- **SHORT EXERCISE A**:
Below, report each line of the entries that contains the word "blue".

- **SUPPLIED PASSAGE**:
§ §
WW II veteran wants memorial in Troy, N.Y., the `Home of Uncle Sam'
Friday, July 4th 2003, 12:00 am
News On 6
TROY, N.Y. (AP) _ He was an entrepreneur in this Hudson River city who evolved into the lanky, bearded man in a red-white-and-blue suit. Americans call him ``Uncle'' and people worldwide recognize him as a symbol of the USA.
But the city that calls itself the ``Home of Uncle Sam'' contains few clues about Samuel Wilson. People in the visitor center who ask about Wilson are merely pointed to his well-kept grave and given a pamphlet penned and paid for by a World War II veteran who wants to do more.
``He's our symbol. It's mind-boggling something wasn't done,'' said George Jacques III, 79, who fought at Iwo Jima. ``It would be a tremendous tourism attraction, if we had something to show.''
Born in Menotomy (now Arlington), Mass., Wilson moved to Troy in 1789 with one of his 12 siblings and started a brickyard, which made the materials for the city's first courthouse and jail. He opened a meatpacking business in 1793 and shipped beef and produce _ grown in his orchards _ down the Hudson in his sloops.
§ §
- **LISTING**:

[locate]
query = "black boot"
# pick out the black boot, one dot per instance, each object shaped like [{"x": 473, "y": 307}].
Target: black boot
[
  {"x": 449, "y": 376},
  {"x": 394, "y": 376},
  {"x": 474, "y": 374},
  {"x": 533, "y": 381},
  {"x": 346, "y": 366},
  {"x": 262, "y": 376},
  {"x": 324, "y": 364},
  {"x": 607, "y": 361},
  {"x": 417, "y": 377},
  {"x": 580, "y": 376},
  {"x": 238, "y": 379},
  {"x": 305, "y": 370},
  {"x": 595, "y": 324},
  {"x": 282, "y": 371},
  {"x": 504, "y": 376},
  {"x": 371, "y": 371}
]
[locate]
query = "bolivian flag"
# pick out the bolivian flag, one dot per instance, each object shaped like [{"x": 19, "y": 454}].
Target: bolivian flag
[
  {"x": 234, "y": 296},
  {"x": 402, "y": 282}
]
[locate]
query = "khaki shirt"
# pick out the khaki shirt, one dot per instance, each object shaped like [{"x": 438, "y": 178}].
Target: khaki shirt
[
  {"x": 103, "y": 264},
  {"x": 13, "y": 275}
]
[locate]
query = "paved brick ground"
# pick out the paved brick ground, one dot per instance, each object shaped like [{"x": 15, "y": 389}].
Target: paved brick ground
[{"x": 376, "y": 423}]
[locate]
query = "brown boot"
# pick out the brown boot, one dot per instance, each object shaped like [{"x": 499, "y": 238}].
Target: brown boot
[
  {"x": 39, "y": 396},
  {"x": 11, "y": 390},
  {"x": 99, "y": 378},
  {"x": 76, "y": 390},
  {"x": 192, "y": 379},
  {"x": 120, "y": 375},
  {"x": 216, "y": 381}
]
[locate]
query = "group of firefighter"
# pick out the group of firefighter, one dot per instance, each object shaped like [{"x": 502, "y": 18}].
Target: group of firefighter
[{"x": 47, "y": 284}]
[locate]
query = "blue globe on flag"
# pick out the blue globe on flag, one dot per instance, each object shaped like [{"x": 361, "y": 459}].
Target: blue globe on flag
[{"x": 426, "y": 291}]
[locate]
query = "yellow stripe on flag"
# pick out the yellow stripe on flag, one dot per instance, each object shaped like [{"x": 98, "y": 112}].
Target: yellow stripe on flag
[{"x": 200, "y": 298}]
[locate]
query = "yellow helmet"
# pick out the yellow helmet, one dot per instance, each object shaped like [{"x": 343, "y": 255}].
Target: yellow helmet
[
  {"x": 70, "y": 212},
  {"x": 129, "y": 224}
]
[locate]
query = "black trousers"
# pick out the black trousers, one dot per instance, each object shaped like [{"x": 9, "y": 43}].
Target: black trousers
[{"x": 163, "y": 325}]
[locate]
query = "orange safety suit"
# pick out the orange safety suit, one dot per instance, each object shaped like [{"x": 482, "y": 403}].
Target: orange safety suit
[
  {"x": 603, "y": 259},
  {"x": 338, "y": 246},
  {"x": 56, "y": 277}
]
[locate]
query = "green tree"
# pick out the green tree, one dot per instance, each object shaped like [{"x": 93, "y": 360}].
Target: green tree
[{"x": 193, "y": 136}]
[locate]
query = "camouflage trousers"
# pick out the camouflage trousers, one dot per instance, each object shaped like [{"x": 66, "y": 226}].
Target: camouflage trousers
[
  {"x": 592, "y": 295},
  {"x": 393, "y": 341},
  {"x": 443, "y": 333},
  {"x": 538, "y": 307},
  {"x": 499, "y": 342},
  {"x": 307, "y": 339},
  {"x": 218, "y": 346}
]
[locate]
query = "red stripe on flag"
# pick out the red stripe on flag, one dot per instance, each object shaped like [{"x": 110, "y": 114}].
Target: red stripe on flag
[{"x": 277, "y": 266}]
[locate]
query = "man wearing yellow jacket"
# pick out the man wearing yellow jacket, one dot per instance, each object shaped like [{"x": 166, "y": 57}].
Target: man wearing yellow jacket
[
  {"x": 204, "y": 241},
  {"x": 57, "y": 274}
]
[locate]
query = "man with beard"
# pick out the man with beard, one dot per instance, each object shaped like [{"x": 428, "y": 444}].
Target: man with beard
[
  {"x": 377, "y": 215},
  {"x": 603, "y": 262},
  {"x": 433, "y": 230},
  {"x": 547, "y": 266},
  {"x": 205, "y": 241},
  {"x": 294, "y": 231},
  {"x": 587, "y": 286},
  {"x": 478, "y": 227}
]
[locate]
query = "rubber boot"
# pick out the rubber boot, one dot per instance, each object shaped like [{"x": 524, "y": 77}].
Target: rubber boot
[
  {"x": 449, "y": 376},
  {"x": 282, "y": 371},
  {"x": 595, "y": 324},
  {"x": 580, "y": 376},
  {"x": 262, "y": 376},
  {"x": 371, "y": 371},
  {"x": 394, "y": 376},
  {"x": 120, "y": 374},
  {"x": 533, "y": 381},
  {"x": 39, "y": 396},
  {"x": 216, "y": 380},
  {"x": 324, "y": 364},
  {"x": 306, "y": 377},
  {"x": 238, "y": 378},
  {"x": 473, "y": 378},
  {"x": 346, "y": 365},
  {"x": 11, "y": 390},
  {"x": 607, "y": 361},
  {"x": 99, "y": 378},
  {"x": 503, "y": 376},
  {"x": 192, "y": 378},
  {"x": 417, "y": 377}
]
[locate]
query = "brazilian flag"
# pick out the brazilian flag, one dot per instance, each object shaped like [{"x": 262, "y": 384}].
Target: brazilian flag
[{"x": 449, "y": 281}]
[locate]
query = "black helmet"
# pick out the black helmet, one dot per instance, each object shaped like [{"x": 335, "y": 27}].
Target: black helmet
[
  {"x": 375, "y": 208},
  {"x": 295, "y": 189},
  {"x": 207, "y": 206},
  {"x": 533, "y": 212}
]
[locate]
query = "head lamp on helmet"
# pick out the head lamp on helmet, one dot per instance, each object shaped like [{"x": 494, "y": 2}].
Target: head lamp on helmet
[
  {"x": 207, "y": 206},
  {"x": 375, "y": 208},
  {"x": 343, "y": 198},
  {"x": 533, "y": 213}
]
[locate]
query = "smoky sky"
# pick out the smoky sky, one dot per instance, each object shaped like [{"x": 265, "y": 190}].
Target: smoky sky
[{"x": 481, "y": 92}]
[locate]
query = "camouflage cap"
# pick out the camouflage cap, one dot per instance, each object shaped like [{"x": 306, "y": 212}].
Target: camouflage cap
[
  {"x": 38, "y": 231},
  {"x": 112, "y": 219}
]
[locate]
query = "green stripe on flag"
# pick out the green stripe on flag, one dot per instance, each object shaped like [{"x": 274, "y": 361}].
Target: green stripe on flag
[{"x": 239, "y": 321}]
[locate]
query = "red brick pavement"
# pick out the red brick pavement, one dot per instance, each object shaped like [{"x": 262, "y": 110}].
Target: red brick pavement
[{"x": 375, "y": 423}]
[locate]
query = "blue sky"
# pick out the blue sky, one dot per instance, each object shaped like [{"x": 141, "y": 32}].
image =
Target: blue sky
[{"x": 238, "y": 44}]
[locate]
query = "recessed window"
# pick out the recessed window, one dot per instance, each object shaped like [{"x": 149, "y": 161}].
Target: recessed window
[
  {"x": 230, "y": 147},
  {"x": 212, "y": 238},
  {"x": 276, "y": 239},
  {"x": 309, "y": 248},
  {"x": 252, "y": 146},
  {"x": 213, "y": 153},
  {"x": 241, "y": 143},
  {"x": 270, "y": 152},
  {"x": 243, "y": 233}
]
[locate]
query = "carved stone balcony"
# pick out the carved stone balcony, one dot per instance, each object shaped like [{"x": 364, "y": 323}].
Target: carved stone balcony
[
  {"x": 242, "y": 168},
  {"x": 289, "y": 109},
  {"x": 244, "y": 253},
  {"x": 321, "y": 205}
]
§ §
- **SHORT EXERCISE B**:
From the Uncle Sam article above, set down a passage word for word. Begin at the words "But the city" and stop after "to do more.".

- **FULL ANSWER A**:
query = "blue globe on flag"
# pick out the blue globe on flag, one dot per instance, each object shaped like [{"x": 361, "y": 459}].
Target: blue globe on flag
query = "blue sky"
# pick out the blue sky, one dot per instance, each object shaped like [{"x": 141, "y": 32}].
Target: blue sky

- **FULL ANSWER B**:
But the city that calls itself the ``Home of Uncle Sam'' contains few clues about Samuel Wilson. People in the visitor center who ask about Wilson are merely pointed to his well-kept grave and given a pamphlet penned and paid for by a World War II veteran who wants to do more.